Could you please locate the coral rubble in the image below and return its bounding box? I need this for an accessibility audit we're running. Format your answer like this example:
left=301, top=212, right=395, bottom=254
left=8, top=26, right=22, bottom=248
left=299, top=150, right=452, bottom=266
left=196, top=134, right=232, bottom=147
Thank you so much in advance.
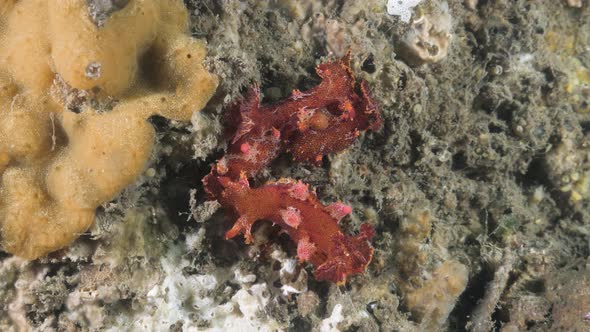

* **BRIEF**: Return, unchanged, every line of the items above that contains the word "bottom".

* **ANSWER TO THE EXERCISE**:
left=301, top=212, right=395, bottom=254
left=8, top=26, right=22, bottom=248
left=299, top=150, right=452, bottom=266
left=196, top=134, right=232, bottom=147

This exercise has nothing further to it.